(Data records)
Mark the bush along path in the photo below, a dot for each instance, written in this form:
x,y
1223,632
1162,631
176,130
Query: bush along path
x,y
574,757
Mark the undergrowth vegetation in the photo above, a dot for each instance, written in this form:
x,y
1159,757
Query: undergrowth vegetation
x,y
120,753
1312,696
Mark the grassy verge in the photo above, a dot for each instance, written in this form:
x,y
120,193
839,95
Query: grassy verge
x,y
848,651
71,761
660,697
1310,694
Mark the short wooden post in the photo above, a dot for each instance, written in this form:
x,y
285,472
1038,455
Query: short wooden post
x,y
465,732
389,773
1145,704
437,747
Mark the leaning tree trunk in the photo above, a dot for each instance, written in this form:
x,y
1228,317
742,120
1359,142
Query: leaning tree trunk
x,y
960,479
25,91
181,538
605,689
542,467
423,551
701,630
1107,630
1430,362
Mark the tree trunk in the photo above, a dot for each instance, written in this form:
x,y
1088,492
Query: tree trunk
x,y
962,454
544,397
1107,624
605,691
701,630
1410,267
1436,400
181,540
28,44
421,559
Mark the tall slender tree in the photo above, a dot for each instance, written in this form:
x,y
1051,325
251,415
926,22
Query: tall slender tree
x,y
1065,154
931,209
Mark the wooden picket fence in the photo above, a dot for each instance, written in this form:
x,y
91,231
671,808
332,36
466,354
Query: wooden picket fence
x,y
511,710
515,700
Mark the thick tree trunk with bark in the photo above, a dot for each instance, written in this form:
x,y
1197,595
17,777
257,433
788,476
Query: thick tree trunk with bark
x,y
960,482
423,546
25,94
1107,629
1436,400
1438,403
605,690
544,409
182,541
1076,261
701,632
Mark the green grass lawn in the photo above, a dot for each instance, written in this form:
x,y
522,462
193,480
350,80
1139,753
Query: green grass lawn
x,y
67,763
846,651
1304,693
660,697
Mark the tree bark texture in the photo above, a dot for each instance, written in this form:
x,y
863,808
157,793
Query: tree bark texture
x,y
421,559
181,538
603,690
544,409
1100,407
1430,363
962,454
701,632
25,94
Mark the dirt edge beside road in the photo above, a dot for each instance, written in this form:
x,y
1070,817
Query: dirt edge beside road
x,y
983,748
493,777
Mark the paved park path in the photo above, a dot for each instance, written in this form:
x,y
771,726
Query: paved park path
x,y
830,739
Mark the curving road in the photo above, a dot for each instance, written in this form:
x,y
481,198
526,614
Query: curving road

* [What to do] What you return should match the entries above exactly.

* [Exercise response]
Mark the bush along path in the photo below, a dot for each instance, written in this form:
x,y
1223,632
1162,631
176,130
Query: bush along path
x,y
574,757
Mark the undergrowth vegetation in the photo above, a dot for each instance, written in this form:
x,y
1159,757
Query: undergrowth vegetation
x,y
120,753
1312,696
Mark the grassy verge in the photo above, a dot for each instance, written in this form:
x,y
120,193
839,95
Query: grassy verge
x,y
848,651
71,761
660,697
1310,694
Mark the short wooden post in the photo above, a dot for each instance, written in this form:
x,y
285,472
1038,455
Query: short wooden post
x,y
465,732
389,773
1145,704
437,747
Mark the leaning tree trunk in the photo above, a dot for each instance, written in this form:
x,y
1228,317
742,120
1359,142
Query: leaning tree trunk
x,y
960,479
25,91
181,538
605,689
542,467
423,551
701,630
1107,630
1430,362
Mark the tree trunk in the photo above, a dot for each instance, written in this form:
x,y
1088,492
Query: tree trunk
x,y
962,454
544,397
1107,624
605,691
701,630
1410,267
1436,400
181,540
28,44
421,559
Mark the tall slender tree in the photo above, a dot for each instance, written in this form:
x,y
1051,325
251,415
926,22
Query: tall slender tree
x,y
1065,154
931,209
Mark the wooden picket fence in the photo above, a dot for each instance, written in this form:
x,y
91,231
671,808
332,36
466,354
Query: wooden picket fence
x,y
511,710
515,700
Mark the thick tree trunk with bark in the photo above, a dot for each instance, written in this form:
x,y
1197,595
17,777
257,433
788,476
Query: thick tree trunk with bark
x,y
960,482
423,546
25,94
1107,629
1436,400
1438,403
605,690
544,409
182,541
1076,261
701,632
Mark the green grass lawn in the photo above, a dot for each instance, written in this form:
x,y
522,462
193,480
350,80
1139,753
Query: green grass lawn
x,y
67,763
846,651
1304,693
660,697
Mark the tree bark texture in the photo above, a dot for each instance, written in this form:
x,y
863,808
157,793
Query: tree bark texture
x,y
421,559
181,538
603,690
544,409
1100,407
1430,363
962,454
701,632
25,94
Mark the dirt edge beside road in the photo above, a dot for each instance, written in this form:
x,y
1070,817
Query: dirt edge beside road
x,y
983,748
493,777
Mark the paved park path in the photo above, a dot for each instance, written in this form:
x,y
771,726
Query: paved park path
x,y
830,739
Mark the curving road in the photo above, a dot for each instance, written in this form:
x,y
481,198
526,614
Query: curving road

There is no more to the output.